▶ **Work to complete**: Any picture in the data below should be skipped, while every line is repeated exactly.

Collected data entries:
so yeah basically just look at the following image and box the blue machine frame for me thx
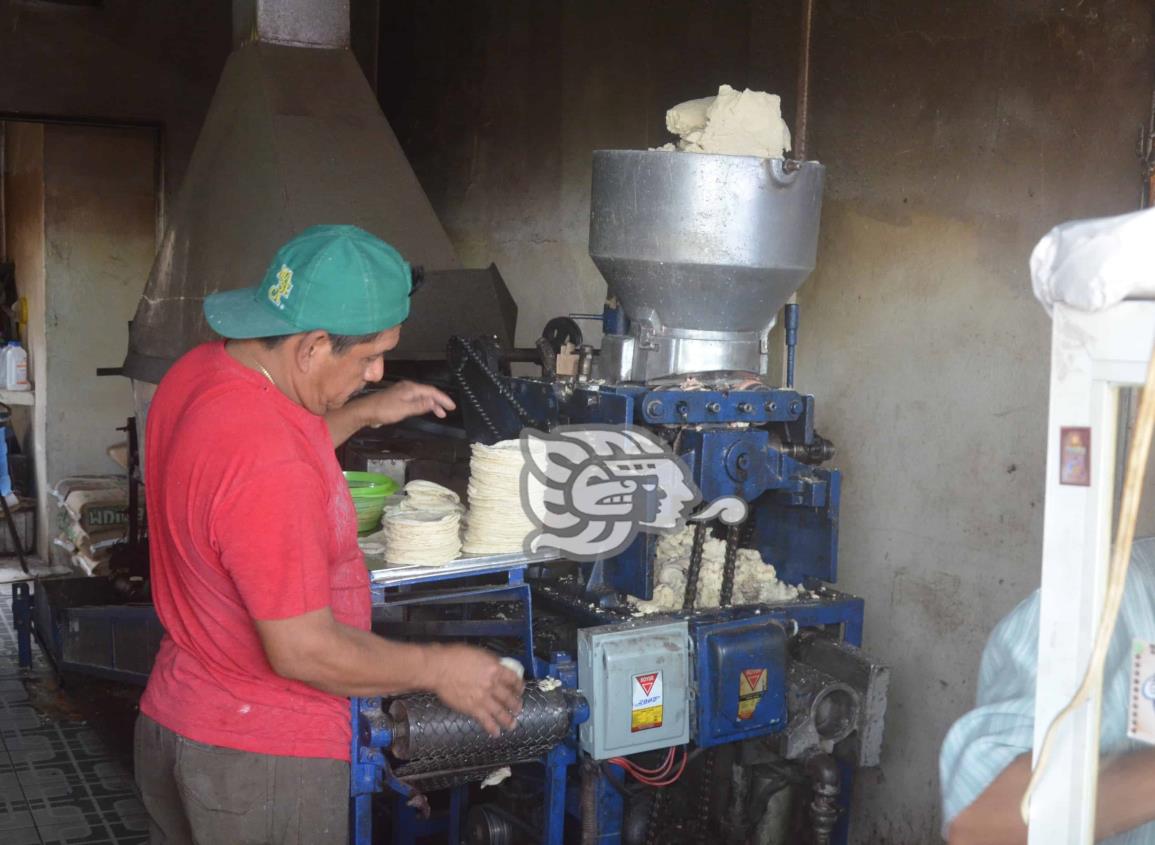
[351,557,591,845]
[348,552,866,845]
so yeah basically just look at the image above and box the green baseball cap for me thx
[203,224,412,339]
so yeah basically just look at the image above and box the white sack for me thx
[1031,206,1155,315]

▶ **Task response**:
so yeah basically just look at the following image and box the blue machine frame for me thx
[351,557,591,845]
[348,552,866,845]
so yeah basically just look at the image above and box the green baseball cap for me thx
[203,224,412,339]
so yeah basically just look at the image above and box the white sack for me thx
[1031,206,1155,315]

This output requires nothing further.